* begin RECORDS FOR THIS EXERCISE *
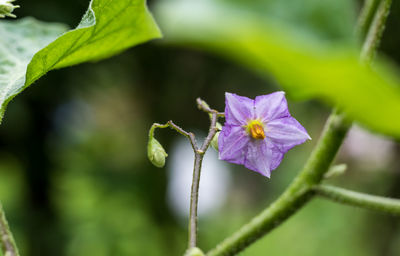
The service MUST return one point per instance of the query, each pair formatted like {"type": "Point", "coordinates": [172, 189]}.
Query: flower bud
{"type": "Point", "coordinates": [156, 153]}
{"type": "Point", "coordinates": [214, 141]}
{"type": "Point", "coordinates": [194, 252]}
{"type": "Point", "coordinates": [6, 8]}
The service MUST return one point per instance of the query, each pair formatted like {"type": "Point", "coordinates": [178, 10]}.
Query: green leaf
{"type": "Point", "coordinates": [29, 48]}
{"type": "Point", "coordinates": [307, 64]}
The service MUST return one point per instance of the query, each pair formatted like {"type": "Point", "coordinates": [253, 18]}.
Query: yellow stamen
{"type": "Point", "coordinates": [256, 130]}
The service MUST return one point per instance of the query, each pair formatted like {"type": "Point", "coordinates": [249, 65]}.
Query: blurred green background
{"type": "Point", "coordinates": [75, 180]}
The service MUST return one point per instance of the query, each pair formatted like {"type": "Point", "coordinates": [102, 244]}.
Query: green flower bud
{"type": "Point", "coordinates": [214, 142]}
{"type": "Point", "coordinates": [6, 8]}
{"type": "Point", "coordinates": [194, 252]}
{"type": "Point", "coordinates": [156, 153]}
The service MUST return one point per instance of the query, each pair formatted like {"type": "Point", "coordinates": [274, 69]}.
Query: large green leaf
{"type": "Point", "coordinates": [29, 49]}
{"type": "Point", "coordinates": [307, 64]}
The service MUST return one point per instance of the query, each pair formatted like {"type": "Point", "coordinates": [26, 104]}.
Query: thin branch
{"type": "Point", "coordinates": [296, 195]}
{"type": "Point", "coordinates": [8, 245]}
{"type": "Point", "coordinates": [202, 105]}
{"type": "Point", "coordinates": [366, 16]}
{"type": "Point", "coordinates": [375, 32]}
{"type": "Point", "coordinates": [344, 196]}
{"type": "Point", "coordinates": [175, 127]}
{"type": "Point", "coordinates": [198, 159]}
{"type": "Point", "coordinates": [300, 190]}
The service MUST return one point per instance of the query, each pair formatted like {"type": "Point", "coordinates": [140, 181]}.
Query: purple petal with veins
{"type": "Point", "coordinates": [257, 133]}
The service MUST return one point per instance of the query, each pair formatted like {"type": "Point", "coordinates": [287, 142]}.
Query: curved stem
{"type": "Point", "coordinates": [366, 16]}
{"type": "Point", "coordinates": [344, 196]}
{"type": "Point", "coordinates": [7, 240]}
{"type": "Point", "coordinates": [198, 159]}
{"type": "Point", "coordinates": [375, 32]}
{"type": "Point", "coordinates": [301, 190]}
{"type": "Point", "coordinates": [296, 195]}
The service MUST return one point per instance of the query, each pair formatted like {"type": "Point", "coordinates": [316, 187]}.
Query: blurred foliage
{"type": "Point", "coordinates": [75, 180]}
{"type": "Point", "coordinates": [26, 55]}
{"type": "Point", "coordinates": [291, 47]}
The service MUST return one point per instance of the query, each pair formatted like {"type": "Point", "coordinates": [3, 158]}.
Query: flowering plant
{"type": "Point", "coordinates": [257, 133]}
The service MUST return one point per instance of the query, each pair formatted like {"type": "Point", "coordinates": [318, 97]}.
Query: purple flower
{"type": "Point", "coordinates": [257, 133]}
* end RECORDS FOR THIS EXERCISE *
PROBLEM REQUIREMENTS:
The records above need to be restated word for word, with the pictures left out.

TASK OUTPUT:
The service MUST return one point per instance of the query, each pair formatted like {"type": "Point", "coordinates": [172, 189]}.
Query: flower bud
{"type": "Point", "coordinates": [156, 153]}
{"type": "Point", "coordinates": [214, 141]}
{"type": "Point", "coordinates": [194, 252]}
{"type": "Point", "coordinates": [6, 8]}
The service MUST return one point per instance of the query, each pair formatted like {"type": "Point", "coordinates": [178, 10]}.
Query: green leaf
{"type": "Point", "coordinates": [29, 48]}
{"type": "Point", "coordinates": [307, 64]}
The service MUST return one point per instance of the query, each pair formatted like {"type": "Point", "coordinates": [253, 18]}.
Query: yellow stamen
{"type": "Point", "coordinates": [256, 130]}
The service MUST return one point per instance of the query, each pair formatted like {"type": "Point", "coordinates": [249, 65]}.
Query: blurred green background
{"type": "Point", "coordinates": [75, 180]}
The service MUST return one point per instance of the query, each pair formatted like {"type": "Point", "coordinates": [102, 244]}.
Query: green flower bud
{"type": "Point", "coordinates": [214, 142]}
{"type": "Point", "coordinates": [6, 8]}
{"type": "Point", "coordinates": [194, 252]}
{"type": "Point", "coordinates": [156, 153]}
The service MUST return one point per instance of the query, each pair formatted like {"type": "Point", "coordinates": [274, 69]}.
Query: large green leaf
{"type": "Point", "coordinates": [29, 49]}
{"type": "Point", "coordinates": [307, 64]}
The service MUST return one point per instance of the query, each pair formatted like {"type": "Point", "coordinates": [26, 104]}.
Query: thin branch
{"type": "Point", "coordinates": [296, 195]}
{"type": "Point", "coordinates": [8, 245]}
{"type": "Point", "coordinates": [202, 105]}
{"type": "Point", "coordinates": [366, 16]}
{"type": "Point", "coordinates": [375, 32]}
{"type": "Point", "coordinates": [344, 196]}
{"type": "Point", "coordinates": [175, 127]}
{"type": "Point", "coordinates": [198, 159]}
{"type": "Point", "coordinates": [300, 190]}
The service MUST return one point per instance of the query, each pair formatted like {"type": "Point", "coordinates": [140, 181]}.
Query: purple petal with veins
{"type": "Point", "coordinates": [257, 133]}
The service MUST return one point per instance of the query, each pair formatted like {"type": "Point", "coordinates": [287, 142]}.
Query: curved stem
{"type": "Point", "coordinates": [366, 16]}
{"type": "Point", "coordinates": [344, 196]}
{"type": "Point", "coordinates": [7, 240]}
{"type": "Point", "coordinates": [198, 159]}
{"type": "Point", "coordinates": [375, 32]}
{"type": "Point", "coordinates": [301, 190]}
{"type": "Point", "coordinates": [296, 195]}
The service MUST return one point per instance of the query, each pair formatted like {"type": "Point", "coordinates": [316, 187]}.
Query: blurred foliage
{"type": "Point", "coordinates": [75, 180]}
{"type": "Point", "coordinates": [26, 55]}
{"type": "Point", "coordinates": [291, 47]}
The service MUST return one point per instance of the query, each pair formatted like {"type": "Point", "coordinates": [3, 158]}.
Query: flowering plant
{"type": "Point", "coordinates": [257, 133]}
The service MUST return one point per instance of the query, each pair formatted like {"type": "Point", "coordinates": [318, 97]}.
Query: purple flower
{"type": "Point", "coordinates": [257, 133]}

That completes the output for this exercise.